══ Rows ══

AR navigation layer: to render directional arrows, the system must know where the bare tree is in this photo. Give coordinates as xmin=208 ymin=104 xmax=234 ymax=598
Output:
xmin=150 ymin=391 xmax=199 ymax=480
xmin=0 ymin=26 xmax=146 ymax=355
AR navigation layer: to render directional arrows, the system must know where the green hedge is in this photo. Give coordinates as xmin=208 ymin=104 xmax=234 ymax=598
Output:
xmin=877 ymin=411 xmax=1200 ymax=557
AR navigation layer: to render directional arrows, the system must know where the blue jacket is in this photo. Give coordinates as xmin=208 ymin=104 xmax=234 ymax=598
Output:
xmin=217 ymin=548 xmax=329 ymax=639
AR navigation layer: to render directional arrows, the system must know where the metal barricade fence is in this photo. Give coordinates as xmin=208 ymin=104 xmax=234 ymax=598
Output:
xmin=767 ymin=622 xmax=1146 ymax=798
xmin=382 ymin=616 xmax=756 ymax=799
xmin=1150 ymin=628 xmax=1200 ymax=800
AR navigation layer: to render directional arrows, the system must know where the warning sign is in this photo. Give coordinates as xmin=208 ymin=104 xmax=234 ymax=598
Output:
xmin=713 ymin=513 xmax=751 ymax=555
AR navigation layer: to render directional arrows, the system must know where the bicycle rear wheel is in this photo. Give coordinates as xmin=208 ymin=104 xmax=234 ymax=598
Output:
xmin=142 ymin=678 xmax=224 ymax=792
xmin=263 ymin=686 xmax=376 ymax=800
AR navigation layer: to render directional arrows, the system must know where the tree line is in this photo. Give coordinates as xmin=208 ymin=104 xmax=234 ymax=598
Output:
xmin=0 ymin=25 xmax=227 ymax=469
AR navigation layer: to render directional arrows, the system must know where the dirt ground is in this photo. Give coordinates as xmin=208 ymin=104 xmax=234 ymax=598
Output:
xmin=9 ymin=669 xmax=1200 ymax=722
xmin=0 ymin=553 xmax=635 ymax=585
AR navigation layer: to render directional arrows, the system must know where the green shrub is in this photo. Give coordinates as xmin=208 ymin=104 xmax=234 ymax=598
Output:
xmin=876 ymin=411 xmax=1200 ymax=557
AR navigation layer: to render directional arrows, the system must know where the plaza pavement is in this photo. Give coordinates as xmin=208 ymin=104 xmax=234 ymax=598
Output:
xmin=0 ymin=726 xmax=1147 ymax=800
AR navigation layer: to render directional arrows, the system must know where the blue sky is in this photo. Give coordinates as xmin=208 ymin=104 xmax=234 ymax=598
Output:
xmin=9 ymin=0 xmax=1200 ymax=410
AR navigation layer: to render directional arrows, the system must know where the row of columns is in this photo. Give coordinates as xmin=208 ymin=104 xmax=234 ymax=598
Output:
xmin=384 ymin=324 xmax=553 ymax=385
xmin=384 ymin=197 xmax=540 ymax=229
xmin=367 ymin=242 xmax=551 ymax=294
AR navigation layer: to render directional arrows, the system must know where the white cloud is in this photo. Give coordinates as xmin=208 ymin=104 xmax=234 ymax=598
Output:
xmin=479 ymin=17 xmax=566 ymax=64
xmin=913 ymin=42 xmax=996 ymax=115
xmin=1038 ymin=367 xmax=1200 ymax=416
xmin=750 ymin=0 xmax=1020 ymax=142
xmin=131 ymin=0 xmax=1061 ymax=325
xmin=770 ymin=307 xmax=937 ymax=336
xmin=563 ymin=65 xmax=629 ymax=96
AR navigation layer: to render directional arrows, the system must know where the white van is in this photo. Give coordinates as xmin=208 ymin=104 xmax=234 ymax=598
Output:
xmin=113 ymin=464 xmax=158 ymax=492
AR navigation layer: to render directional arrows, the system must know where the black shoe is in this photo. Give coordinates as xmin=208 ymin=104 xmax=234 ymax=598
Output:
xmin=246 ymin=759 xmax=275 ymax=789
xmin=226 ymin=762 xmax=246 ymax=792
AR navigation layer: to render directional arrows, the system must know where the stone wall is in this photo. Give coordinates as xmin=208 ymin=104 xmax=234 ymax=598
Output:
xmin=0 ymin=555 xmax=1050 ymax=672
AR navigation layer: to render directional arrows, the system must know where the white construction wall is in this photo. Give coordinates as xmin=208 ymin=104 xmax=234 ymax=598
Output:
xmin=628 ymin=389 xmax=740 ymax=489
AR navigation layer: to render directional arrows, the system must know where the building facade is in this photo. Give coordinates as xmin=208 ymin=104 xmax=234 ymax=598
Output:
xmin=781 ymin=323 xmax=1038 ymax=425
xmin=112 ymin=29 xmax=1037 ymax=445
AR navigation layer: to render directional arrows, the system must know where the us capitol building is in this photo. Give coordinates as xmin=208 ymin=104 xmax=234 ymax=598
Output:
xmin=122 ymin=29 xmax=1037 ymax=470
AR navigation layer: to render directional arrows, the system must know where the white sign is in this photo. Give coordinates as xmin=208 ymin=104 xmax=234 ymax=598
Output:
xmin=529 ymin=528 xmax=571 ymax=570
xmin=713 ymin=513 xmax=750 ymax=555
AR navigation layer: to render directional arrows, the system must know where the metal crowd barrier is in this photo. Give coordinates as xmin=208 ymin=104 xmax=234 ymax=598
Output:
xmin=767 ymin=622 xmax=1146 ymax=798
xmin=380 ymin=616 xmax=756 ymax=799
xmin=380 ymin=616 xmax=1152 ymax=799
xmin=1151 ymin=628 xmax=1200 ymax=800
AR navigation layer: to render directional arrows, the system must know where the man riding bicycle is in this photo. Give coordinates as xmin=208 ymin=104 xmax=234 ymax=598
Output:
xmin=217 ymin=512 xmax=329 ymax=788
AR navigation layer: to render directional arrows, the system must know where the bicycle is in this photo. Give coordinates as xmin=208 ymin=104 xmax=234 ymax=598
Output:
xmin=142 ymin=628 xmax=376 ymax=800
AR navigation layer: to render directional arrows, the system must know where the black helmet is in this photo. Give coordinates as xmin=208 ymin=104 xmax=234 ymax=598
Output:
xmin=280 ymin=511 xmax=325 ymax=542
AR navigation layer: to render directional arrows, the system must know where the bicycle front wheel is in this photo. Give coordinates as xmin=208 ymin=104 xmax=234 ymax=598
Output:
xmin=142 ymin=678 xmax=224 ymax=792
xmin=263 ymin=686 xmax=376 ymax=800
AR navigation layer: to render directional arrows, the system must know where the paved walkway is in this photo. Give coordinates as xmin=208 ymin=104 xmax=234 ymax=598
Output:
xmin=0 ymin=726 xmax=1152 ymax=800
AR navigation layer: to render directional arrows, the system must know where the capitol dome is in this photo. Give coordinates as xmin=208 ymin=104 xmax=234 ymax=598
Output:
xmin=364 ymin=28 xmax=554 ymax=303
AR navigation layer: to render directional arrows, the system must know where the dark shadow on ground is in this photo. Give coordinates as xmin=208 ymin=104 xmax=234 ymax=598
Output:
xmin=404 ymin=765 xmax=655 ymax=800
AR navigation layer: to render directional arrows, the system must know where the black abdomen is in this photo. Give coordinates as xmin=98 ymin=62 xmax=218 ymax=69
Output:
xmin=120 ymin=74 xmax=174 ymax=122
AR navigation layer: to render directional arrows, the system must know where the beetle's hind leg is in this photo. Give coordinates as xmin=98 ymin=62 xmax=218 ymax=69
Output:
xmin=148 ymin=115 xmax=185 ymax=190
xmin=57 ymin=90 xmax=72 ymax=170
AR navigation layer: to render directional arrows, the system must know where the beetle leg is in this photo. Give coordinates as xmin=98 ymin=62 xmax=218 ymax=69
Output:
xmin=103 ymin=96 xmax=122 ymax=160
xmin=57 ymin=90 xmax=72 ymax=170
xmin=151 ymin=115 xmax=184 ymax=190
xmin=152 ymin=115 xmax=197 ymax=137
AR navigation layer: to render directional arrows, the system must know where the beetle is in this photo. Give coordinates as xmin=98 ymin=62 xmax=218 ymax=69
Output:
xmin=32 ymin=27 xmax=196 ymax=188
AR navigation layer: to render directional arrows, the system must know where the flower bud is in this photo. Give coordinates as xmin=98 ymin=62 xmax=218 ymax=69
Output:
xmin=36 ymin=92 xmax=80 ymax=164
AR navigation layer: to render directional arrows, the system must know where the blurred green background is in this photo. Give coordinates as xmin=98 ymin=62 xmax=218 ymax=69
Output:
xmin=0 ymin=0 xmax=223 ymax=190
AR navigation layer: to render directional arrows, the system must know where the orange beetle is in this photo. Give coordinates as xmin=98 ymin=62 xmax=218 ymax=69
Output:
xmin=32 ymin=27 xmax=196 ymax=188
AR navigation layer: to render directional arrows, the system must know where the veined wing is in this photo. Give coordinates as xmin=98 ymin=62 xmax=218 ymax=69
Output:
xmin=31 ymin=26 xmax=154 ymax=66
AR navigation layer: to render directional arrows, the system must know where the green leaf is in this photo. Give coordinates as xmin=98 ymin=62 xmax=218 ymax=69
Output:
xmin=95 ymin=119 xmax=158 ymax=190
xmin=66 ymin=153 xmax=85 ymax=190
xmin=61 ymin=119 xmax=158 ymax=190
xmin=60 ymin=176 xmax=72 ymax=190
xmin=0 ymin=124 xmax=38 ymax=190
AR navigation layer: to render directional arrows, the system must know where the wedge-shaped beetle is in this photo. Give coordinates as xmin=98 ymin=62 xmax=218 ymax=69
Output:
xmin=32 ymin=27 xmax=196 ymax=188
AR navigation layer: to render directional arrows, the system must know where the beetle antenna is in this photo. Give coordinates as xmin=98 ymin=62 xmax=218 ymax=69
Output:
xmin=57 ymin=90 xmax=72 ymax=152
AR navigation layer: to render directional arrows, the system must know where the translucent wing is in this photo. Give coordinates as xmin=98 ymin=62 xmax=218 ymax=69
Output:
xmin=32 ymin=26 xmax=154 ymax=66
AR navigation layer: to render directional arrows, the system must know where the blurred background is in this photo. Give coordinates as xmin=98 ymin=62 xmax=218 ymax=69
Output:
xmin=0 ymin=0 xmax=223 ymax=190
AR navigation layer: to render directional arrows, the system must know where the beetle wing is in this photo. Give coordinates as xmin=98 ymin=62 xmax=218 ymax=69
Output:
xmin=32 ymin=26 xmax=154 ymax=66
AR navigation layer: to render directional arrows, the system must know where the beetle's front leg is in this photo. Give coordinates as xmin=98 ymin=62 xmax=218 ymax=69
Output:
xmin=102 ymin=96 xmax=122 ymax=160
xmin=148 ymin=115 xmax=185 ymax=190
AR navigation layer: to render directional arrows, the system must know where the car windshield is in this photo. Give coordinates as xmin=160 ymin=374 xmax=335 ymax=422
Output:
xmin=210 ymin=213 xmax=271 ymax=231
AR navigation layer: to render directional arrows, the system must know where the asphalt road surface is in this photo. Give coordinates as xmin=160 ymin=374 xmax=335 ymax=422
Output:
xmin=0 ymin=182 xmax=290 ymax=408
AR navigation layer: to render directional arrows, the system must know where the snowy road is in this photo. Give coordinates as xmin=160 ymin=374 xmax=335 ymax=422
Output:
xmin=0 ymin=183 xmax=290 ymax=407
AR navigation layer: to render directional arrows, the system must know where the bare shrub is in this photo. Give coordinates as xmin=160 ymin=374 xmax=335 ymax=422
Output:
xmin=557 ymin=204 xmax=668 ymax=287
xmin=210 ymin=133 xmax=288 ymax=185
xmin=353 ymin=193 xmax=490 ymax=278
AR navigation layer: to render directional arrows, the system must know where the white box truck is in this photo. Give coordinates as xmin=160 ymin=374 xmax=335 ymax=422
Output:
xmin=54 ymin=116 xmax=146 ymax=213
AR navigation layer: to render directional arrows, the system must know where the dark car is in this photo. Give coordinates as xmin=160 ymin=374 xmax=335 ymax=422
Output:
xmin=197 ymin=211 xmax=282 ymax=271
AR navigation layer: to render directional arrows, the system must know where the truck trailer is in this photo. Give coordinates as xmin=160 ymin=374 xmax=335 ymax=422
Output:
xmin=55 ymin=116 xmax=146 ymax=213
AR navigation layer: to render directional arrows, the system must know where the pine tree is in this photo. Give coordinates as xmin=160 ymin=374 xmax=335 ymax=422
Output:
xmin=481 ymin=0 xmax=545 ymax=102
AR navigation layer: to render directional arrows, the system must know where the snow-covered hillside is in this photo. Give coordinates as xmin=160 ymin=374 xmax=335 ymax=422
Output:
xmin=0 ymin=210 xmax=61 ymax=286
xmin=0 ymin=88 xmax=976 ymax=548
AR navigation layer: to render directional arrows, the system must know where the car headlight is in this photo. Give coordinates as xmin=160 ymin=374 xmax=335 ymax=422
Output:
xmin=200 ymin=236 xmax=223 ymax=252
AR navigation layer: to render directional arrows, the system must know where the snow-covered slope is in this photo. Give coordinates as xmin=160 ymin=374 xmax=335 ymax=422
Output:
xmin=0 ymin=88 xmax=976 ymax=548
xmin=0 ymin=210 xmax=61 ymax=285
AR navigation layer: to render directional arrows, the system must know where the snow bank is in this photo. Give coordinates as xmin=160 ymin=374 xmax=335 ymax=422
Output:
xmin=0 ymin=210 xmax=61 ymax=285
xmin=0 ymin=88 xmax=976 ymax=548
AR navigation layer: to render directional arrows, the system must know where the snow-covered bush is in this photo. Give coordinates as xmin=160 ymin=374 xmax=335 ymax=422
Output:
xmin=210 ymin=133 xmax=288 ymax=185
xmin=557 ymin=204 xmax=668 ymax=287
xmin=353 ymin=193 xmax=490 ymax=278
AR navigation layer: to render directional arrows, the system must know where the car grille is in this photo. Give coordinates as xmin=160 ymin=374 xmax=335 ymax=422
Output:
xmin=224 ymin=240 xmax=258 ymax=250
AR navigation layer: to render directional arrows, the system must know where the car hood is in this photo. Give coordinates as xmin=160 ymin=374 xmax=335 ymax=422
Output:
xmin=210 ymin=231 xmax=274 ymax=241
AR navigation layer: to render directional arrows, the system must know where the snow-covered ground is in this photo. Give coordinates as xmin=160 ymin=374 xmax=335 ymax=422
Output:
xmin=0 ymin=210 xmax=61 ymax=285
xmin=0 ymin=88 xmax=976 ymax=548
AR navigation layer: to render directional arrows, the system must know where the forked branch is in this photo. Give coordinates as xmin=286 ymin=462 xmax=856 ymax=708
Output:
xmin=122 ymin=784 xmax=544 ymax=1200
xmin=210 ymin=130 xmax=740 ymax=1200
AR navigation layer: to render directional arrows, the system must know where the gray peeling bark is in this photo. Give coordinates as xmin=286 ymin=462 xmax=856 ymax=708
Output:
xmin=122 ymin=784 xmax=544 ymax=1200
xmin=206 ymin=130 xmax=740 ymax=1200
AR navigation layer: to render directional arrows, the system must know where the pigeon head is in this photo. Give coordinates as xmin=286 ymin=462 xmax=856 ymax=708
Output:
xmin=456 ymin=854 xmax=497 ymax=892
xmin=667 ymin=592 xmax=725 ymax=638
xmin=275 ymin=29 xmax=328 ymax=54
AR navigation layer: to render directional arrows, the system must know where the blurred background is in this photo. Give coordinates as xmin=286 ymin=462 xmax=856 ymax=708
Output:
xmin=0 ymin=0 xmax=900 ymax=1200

═══

▶ [Your task] Copy out the rows from the line with "the white cloud" to the line with "xmin=131 ymin=0 xmax=1061 ymax=325", both included, keeping every character the same.

▶ [Correct answer]
AR navigation layer: to render directional arrows, the system must know where the white cloud is in this photo. Give coordinates as xmin=208 ymin=104 xmax=234 ymax=598
Output:
xmin=479 ymin=17 xmax=566 ymax=64
xmin=913 ymin=42 xmax=996 ymax=115
xmin=1038 ymin=367 xmax=1200 ymax=416
xmin=750 ymin=0 xmax=1020 ymax=142
xmin=131 ymin=0 xmax=1061 ymax=325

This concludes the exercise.